Supplied records Start Marker

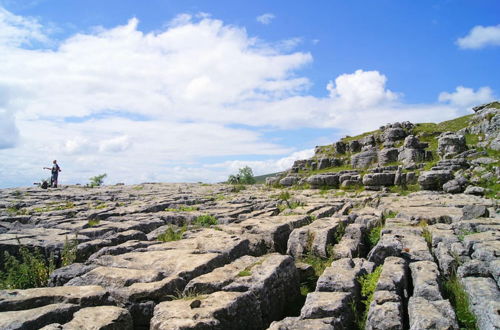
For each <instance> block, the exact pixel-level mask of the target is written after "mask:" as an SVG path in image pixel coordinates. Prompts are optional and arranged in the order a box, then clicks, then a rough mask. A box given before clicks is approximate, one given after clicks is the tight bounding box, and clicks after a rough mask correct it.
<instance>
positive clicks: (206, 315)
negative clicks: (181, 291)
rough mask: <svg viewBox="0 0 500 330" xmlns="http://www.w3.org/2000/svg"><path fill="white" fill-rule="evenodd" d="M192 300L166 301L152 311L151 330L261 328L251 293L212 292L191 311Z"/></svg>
mask: <svg viewBox="0 0 500 330" xmlns="http://www.w3.org/2000/svg"><path fill="white" fill-rule="evenodd" d="M195 299H199V298H193V299H178V300H172V301H165V302H162V303H160V304H158V305H157V306H156V307H155V309H154V315H153V318H152V319H151V326H150V329H152V330H160V329H186V330H187V329H221V330H222V329H262V328H264V324H263V323H262V319H261V316H260V313H261V311H260V307H259V303H258V301H257V300H256V299H255V297H254V296H253V294H252V293H251V292H224V291H220V292H215V293H212V294H210V295H208V296H206V297H204V298H203V299H199V300H200V301H201V304H200V307H199V308H195V309H192V308H191V306H190V305H191V303H192V301H193V300H195Z"/></svg>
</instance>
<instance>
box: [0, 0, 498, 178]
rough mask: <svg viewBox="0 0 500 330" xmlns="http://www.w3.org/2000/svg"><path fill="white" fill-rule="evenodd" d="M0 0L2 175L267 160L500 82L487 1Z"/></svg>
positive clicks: (258, 164)
mask: <svg viewBox="0 0 500 330" xmlns="http://www.w3.org/2000/svg"><path fill="white" fill-rule="evenodd" d="M0 8H1V11H0V61H1V62H2V63H7V65H4V67H3V68H0V122H3V123H0V136H2V137H0V162H1V165H0V187H6V186H18V185H29V184H31V183H32V182H34V181H37V180H38V179H39V178H40V177H43V175H45V174H46V173H43V172H42V171H41V170H40V168H41V167H42V166H47V164H48V163H50V161H51V160H52V159H53V158H57V159H58V160H59V162H60V163H61V167H62V168H63V171H64V169H66V170H67V171H64V172H63V176H62V177H61V179H62V181H63V183H76V182H81V183H85V182H86V181H87V180H88V177H89V176H92V175H96V174H99V173H102V172H106V173H108V176H109V180H108V181H109V183H113V182H119V181H122V182H126V183H136V182H141V181H208V182H214V181H219V180H222V179H224V178H225V177H226V176H227V174H229V173H231V172H233V171H235V170H236V169H237V168H238V167H239V166H243V165H245V164H249V165H251V166H252V167H253V168H254V171H255V172H256V173H257V174H263V173H266V172H273V171H277V170H282V169H284V168H286V167H287V166H289V165H290V162H292V161H293V159H296V158H301V157H308V156H310V154H311V149H312V148H313V147H314V146H315V145H318V144H327V143H331V142H333V141H334V140H335V139H337V138H339V137H340V136H342V135H345V134H355V133H359V132H362V131H364V130H366V129H373V128H376V127H377V126H378V125H380V124H384V123H387V122H391V121H394V120H405V119H408V120H412V121H420V122H423V121H439V120H445V119H449V118H452V117H454V116H457V115H463V114H466V113H468V111H470V107H471V106H473V105H476V104H478V103H482V102H486V101H490V100H492V99H495V98H498V95H499V93H500V80H499V79H498V77H499V76H500V65H498V63H499V62H500V61H499V59H500V19H499V16H498V13H499V12H500V3H499V2H498V1H493V0H492V1H473V0H470V1H452V0H448V1H409V0H408V1H405V0H393V1H389V0H384V1H382V0H381V1H314V2H306V1H251V2H250V1H248V2H239V1H186V0H184V1H165V0H163V1H161V0H152V1H141V2H139V1H131V0H129V1H126V0H125V1H124V0H122V1H113V0H107V1H96V0H90V1H67V0H64V1H63V0H38V1H37V0H26V1H19V0H16V1H14V0H3V1H2V0H0ZM2 31H3V32H2ZM34 153H35V154H36V155H33V154H34Z"/></svg>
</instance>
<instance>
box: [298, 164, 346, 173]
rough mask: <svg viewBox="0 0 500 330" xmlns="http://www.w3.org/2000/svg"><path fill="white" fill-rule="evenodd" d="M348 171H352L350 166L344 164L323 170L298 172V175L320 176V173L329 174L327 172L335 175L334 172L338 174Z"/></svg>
mask: <svg viewBox="0 0 500 330" xmlns="http://www.w3.org/2000/svg"><path fill="white" fill-rule="evenodd" d="M350 170H353V167H352V166H351V164H344V165H340V166H334V167H327V168H323V169H321V170H308V171H300V172H299V173H307V174H310V175H313V174H322V173H329V172H332V173H336V172H340V171H350Z"/></svg>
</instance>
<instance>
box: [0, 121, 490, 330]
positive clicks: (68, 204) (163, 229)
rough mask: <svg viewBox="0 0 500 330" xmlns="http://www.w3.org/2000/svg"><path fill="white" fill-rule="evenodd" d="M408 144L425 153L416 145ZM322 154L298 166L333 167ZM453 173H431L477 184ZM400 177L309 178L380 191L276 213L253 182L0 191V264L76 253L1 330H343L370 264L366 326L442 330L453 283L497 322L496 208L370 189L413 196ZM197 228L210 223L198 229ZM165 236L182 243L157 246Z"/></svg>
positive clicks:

Supplied records End Marker

● About this exercise:
Could you retype the whole listing word for word, minus its pictures?

● Reply:
For each <instance> block, the exact pixel-level mask of the target is written after "mask:" as an SVG path in image pixel coordinates. Prompts are optional and arranged in the order a box, then clicks, then a rough mask. A box given before clicks is approximate, one given after clicks is the tight bounding box, and clicks after a rough mask correct it.
<instance>
positive clicks: (206, 315)
negative clicks: (181, 291)
rough mask: <svg viewBox="0 0 500 330" xmlns="http://www.w3.org/2000/svg"><path fill="white" fill-rule="evenodd" d="M192 300L166 301L152 311L151 330L261 328L251 293L212 292L191 311Z"/></svg>
mask: <svg viewBox="0 0 500 330" xmlns="http://www.w3.org/2000/svg"><path fill="white" fill-rule="evenodd" d="M195 299H199V298H193V299H178V300H172V301H165V302H162V303H160V304H158V305H157V306H156V307H155V309H154V315H153V318H152V319H151V326H150V329H152V330H160V329H186V330H187V329H221V330H222V329H262V328H264V324H263V323H262V319H261V316H260V313H261V311H260V307H259V303H258V301H257V300H256V299H255V297H254V296H253V294H252V293H251V292H224V291H220V292H215V293H212V294H210V295H208V296H206V297H204V298H203V299H199V300H200V301H201V304H200V307H199V308H195V309H192V308H191V306H190V305H191V303H192V301H193V300H195Z"/></svg>
</instance>
<instance>
box: [0, 0, 498, 178]
rough mask: <svg viewBox="0 0 500 330" xmlns="http://www.w3.org/2000/svg"><path fill="white" fill-rule="evenodd" d="M0 0L2 175L267 160L500 82L487 1Z"/></svg>
positive clicks: (258, 164)
mask: <svg viewBox="0 0 500 330" xmlns="http://www.w3.org/2000/svg"><path fill="white" fill-rule="evenodd" d="M0 8H1V11H0V61H1V62H2V63H7V65H4V67H3V68H0V122H3V123H0V136H2V137H0V162H1V165H0V187H6V186H18V185H29V184H31V183H32V182H34V181H37V180H38V179H39V178H40V177H43V175H45V174H46V173H43V172H42V171H41V170H40V168H41V167H42V166H47V164H48V163H50V161H51V160H52V159H53V158H57V159H58V160H59V162H60V163H61V167H62V168H63V171H64V169H66V170H67V171H64V172H63V176H62V177H61V179H62V181H63V183H76V182H81V183H85V182H86V181H87V180H88V177H89V176H92V175H96V174H99V173H102V172H106V173H108V176H109V180H108V181H109V183H113V182H119V181H122V182H126V183H136V182H141V181H208V182H214V181H219V180H222V179H224V178H225V177H226V176H227V174H229V173H231V172H233V171H235V170H236V169H237V168H238V167H239V166H243V165H245V164H249V165H251V166H252V167H253V168H254V171H255V172H256V173H257V174H263V173H266V172H273V171H277V170H282V169H284V168H286V167H287V166H289V165H290V162H292V161H293V159H296V158H301V157H308V156H310V154H311V149H312V148H313V147H314V146H315V145H318V144H327V143H331V142H333V141H334V140H335V139H337V138H339V137H340V136H342V135H345V134H355V133H359V132H362V131H364V130H366V129H373V128H376V127H377V126H378V125H380V124H384V123H387V122H391V121H394V120H405V119H408V120H412V121H420V122H423V121H439V120H445V119H449V118H452V117H454V116H457V115H463V114H466V113H468V111H470V107H471V106H473V105H476V104H478V103H482V102H486V101H490V100H492V99H495V98H498V95H499V93H500V80H499V79H498V77H499V76H500V65H498V63H499V62H500V61H499V59H500V19H499V16H498V13H499V12H500V3H499V2H498V1H493V0H492V1H473V0H470V1H452V0H448V1H409V0H408V1H405V0H393V1H389V0H384V1H382V0H381V1H314V2H306V1H251V2H250V1H248V2H239V1H186V0H184V1H165V0H163V1H161V0H152V1H141V2H139V1H131V0H129V1H126V0H125V1H124V0H122V1H113V0H107V1H96V0H90V1H67V0H64V1H63V0H38V1H37V0H26V1H19V0H16V1H14V0H3V1H2V0H0ZM2 31H3V32H2ZM34 153H35V154H36V155H33V154H34Z"/></svg>
</instance>
<instance>
box: [298, 164, 346, 173]
rough mask: <svg viewBox="0 0 500 330" xmlns="http://www.w3.org/2000/svg"><path fill="white" fill-rule="evenodd" d="M348 171H352L350 166L344 164L323 170L298 172V175L320 176V173L329 174L327 172L335 175L334 172L338 174Z"/></svg>
mask: <svg viewBox="0 0 500 330" xmlns="http://www.w3.org/2000/svg"><path fill="white" fill-rule="evenodd" d="M350 170H353V167H352V166H351V164H344V165H340V166H334V167H327V168H323V169H321V170H308V171H300V172H299V173H307V174H310V175H313V174H322V173H329V172H332V173H336V172H340V171H350Z"/></svg>
</instance>
<instance>
box: [0, 121, 490, 330]
positive clicks: (68, 204) (163, 229)
rough mask: <svg viewBox="0 0 500 330" xmlns="http://www.w3.org/2000/svg"><path fill="white" fill-rule="evenodd" d="M408 144L425 153L416 145ZM322 154L298 166L333 167ZM453 173H431L477 184ZM400 177L309 178L380 191L276 213L253 182L0 191V264L76 253L1 330H343L370 264L366 326L442 330L453 283L497 322L496 208L370 189L413 196ZM197 228L210 223L198 229ZM165 236L182 243L157 246Z"/></svg>
positive clicks:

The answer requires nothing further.